:: Problem set ::
- 1) In the communion passage, what does a person typically have to make in the church before being allowed to join in the sacrament?
- 2) Please reproduce the part of the communion passage that opens with the words containing "I prayed this" and closes with "both eyes closed.".

:: Provided text ::
Bethany is with us as we take our turn at the table, it’s the first time Bethany has ever taken communion. Typically in the church, you have to make a confession of faith – the public admission that Jesus is your Savior; from there you’re allowed to join in the sacrament. Bethany will never be able to utter such things nor will she hold our concepts of what God is, in her thoughts. Come to think of it, it’s the first time Bethany has ever been with us this long in church. Most places frown on screaming, and rarely does the crowd openly giggle and smile when an audible and impressive fart is offered. For these very reasons, she’s spent her entire spiritual life out of the sanctuary, something that one day I’ll be held spiritually accountable for. For now though, she’s here and it’s her turn. She gobbles down the bread, eats the grape, punches no one, and cheerfully walks back to her seat with us.
This time, in our seats I give thanks. I drop into a heartfelt, deep prayer thanking God for placing Bethany in our lives. I thank him for the struggle that this has been and the struggle that it continues to be, how it’s shaped our lives, how she as an instrument of His grace has moved so many people’s lives and how through her blindness, so many have learned how to see.
I prayed this time, long and hard – experiencing that direct line with God that I’d seen earlier in the service. I didn’t care any longer about what I may miss, if something would hit me or if someone would run off. This time I prayed with all my heart and saw more than I ever could have imagined; with both eyes closed.

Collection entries
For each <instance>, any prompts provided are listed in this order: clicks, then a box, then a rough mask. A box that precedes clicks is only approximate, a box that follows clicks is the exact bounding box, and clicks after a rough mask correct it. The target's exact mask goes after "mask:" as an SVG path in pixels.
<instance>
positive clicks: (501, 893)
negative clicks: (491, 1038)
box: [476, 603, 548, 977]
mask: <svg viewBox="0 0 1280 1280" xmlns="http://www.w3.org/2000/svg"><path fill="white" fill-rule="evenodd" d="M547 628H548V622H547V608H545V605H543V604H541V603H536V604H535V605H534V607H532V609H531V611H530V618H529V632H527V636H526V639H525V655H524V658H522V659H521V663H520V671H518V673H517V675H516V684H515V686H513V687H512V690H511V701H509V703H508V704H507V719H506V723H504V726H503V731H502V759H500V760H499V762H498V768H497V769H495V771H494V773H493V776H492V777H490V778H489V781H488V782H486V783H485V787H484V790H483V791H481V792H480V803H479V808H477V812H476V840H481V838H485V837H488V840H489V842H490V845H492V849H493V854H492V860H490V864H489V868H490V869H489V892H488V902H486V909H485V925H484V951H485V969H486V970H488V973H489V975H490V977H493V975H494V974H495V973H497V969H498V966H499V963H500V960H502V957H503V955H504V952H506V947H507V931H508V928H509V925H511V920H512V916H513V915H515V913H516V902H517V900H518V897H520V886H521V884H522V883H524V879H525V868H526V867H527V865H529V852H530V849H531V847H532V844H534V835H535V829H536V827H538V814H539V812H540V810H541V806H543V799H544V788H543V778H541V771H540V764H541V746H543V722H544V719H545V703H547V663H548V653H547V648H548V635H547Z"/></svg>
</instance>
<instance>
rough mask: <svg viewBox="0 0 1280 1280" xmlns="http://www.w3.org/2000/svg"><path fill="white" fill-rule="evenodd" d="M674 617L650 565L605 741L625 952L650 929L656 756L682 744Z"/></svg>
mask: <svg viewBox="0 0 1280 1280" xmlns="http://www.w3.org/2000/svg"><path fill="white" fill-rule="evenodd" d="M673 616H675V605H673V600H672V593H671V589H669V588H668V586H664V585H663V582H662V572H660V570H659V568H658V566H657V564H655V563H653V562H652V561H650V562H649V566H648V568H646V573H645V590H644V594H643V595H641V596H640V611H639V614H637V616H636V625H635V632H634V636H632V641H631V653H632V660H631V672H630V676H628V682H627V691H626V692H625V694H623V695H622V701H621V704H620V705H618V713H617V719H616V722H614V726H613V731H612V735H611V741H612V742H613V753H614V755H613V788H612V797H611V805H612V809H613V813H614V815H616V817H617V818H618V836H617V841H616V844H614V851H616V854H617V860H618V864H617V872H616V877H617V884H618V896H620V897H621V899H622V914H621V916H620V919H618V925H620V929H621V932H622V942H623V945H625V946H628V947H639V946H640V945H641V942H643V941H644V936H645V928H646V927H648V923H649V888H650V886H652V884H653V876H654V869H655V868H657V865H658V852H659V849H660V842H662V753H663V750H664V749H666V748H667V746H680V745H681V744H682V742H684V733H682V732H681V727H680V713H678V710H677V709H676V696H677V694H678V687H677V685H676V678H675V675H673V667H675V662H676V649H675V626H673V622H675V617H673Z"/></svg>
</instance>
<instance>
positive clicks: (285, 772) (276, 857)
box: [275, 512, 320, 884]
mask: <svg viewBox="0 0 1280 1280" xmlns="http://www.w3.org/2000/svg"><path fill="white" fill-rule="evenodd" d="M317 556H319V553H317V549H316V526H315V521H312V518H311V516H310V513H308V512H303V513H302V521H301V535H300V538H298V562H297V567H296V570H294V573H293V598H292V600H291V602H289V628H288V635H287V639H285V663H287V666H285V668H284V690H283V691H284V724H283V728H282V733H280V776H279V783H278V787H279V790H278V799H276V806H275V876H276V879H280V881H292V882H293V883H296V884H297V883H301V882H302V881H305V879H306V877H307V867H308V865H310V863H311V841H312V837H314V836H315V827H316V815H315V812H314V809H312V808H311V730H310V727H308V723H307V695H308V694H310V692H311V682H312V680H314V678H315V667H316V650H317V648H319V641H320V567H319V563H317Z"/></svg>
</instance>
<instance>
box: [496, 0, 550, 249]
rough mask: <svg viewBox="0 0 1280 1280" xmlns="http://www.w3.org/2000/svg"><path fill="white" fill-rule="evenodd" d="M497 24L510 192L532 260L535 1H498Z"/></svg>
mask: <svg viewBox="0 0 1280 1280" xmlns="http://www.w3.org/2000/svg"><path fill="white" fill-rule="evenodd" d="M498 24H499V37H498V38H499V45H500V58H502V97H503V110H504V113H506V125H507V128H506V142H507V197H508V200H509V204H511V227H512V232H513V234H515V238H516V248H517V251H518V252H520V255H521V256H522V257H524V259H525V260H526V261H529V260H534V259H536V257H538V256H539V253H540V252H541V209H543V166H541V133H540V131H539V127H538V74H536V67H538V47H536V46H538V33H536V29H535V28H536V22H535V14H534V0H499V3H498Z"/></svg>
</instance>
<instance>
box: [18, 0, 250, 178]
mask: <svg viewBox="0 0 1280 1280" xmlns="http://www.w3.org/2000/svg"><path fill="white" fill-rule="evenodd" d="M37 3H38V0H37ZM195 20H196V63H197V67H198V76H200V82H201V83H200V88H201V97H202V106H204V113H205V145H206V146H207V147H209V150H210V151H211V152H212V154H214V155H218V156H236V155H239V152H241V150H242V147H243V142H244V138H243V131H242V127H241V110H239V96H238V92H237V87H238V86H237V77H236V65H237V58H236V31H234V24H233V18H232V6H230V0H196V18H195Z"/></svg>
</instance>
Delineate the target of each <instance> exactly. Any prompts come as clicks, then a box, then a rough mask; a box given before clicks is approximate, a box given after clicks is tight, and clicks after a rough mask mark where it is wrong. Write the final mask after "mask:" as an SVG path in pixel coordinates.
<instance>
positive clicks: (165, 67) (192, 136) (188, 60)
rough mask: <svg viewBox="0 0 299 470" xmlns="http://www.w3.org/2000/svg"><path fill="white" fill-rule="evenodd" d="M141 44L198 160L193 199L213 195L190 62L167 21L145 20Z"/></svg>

:: Per-task answers ::
- 1) A confession of faith, the public admission that Jesus is their Savior.

- 2)
I prayed this time, long and hard – experiencing that direct line with God that I’d seen earlier in the service. I didn’t care any longer about what I may miss, if something would hit me or if someone would run off. This time I prayed with all my heart and saw more than I ever could have imagined; with both eyes closed.